** Begin Extracted data **

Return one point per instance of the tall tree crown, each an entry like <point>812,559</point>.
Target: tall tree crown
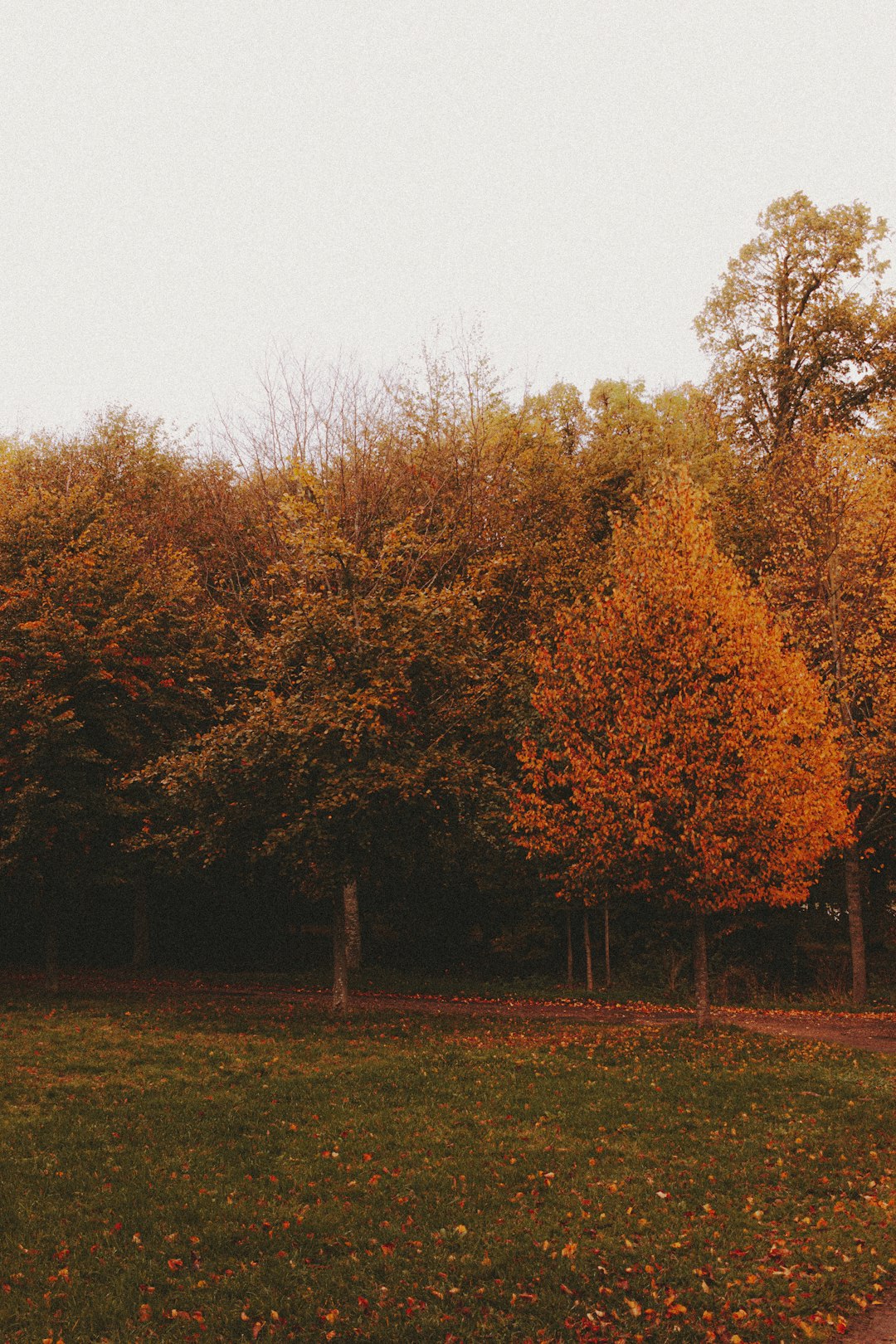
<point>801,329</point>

** End Extracted data **
** Begin Extracted data **

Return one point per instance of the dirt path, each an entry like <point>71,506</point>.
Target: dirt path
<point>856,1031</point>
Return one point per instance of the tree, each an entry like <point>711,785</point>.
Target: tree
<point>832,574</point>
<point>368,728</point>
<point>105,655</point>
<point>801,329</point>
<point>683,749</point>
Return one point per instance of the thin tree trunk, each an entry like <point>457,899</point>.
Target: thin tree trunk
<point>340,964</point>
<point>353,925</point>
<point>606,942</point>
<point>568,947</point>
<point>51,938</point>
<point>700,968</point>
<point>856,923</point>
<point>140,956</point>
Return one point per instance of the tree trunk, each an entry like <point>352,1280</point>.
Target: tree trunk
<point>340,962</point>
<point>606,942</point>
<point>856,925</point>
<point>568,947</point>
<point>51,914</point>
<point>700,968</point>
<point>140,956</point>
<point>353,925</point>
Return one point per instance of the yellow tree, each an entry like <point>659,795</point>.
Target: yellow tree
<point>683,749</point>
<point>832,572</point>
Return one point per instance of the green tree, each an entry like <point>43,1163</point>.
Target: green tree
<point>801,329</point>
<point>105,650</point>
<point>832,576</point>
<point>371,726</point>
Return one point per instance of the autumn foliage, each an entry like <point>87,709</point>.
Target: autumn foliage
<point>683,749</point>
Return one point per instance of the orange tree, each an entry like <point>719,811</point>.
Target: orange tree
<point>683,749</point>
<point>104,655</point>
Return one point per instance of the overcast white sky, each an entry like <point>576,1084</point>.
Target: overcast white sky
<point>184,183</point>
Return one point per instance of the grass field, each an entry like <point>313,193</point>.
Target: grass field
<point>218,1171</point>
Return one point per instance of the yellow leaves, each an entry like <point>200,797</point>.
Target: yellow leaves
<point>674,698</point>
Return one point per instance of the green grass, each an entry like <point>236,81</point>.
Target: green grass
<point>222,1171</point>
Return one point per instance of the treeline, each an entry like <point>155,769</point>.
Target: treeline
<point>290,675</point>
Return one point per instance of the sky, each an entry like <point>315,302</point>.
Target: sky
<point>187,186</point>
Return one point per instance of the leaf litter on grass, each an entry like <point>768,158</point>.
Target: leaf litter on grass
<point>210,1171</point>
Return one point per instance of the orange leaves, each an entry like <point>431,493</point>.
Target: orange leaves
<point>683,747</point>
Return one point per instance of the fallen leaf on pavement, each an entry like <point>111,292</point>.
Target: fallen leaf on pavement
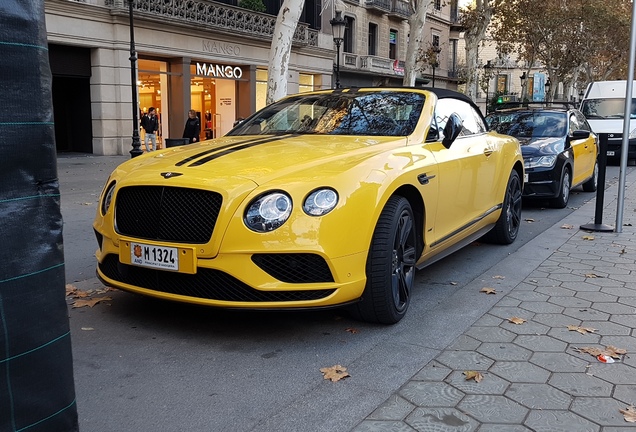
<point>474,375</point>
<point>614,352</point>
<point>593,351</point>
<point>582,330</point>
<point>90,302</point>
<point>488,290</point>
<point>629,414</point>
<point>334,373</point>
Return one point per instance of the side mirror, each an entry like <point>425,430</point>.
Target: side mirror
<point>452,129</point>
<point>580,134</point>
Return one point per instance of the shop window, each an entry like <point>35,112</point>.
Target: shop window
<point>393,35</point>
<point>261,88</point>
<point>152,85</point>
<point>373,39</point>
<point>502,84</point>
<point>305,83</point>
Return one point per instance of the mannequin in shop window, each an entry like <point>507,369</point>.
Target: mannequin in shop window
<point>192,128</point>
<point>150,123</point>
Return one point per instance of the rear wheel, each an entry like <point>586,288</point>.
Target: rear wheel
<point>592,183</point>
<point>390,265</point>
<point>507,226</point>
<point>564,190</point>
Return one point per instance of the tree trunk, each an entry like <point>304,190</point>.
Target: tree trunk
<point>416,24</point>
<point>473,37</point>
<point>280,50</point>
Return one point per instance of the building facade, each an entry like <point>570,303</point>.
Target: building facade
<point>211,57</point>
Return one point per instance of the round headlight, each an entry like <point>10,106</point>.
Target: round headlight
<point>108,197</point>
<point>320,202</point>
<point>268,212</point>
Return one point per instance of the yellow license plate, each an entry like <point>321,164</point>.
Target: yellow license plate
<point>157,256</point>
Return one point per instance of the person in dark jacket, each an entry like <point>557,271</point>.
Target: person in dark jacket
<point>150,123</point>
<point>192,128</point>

** End Extracted data **

◆ **What the task requires**: Rewrite everything from the line containing "Return one point per instance of the yellow tree, each" down to the line containing "<point>683,747</point>", putting "Label" wherever "Target" appears and leaving all else unchanged.

◆ **Completed task**:
Return one point per instance of the yellow tree, each an entry like <point>659,795</point>.
Label: yellow tree
<point>683,749</point>
<point>832,572</point>
Return one point per instance of the green tree, each an entry like <point>43,1163</point>.
Label: green tree
<point>801,329</point>
<point>105,650</point>
<point>832,576</point>
<point>371,726</point>
Return one point per instance of the autumn foliage, each an entry like <point>87,709</point>.
Label: autumn foliage
<point>683,749</point>
Return one point per instance of the orange tree, each an entry like <point>719,811</point>.
Label: orange tree
<point>683,749</point>
<point>104,655</point>
Return one point per instance of the overcast white sky, each an entry like <point>576,1084</point>.
Label: overcast white sky
<point>184,183</point>
Return one point per instance of the grass field, each an entry like <point>313,193</point>.
Label: grass field
<point>218,1171</point>
Return one point per instance of the yellow leaves, each an entry like <point>200,797</point>.
Label: yellow leaves
<point>674,698</point>
Return one point per instance of the green grass, each an entry like <point>236,81</point>.
Label: green grass
<point>222,1171</point>
Return one point per instance of the treeline, each an entry like <point>155,769</point>.
Label: treeline
<point>290,675</point>
Return one point per instance of the sky, each an entry like <point>315,302</point>.
Label: sky
<point>187,186</point>
Return one point per instance of the leaf litter on grass, each an entry like <point>768,158</point>.
Label: leaf litter on grass
<point>210,1171</point>
Return one point per instance of the orange leaves, each an entry like <point>431,493</point>.
Label: orange leaves
<point>683,747</point>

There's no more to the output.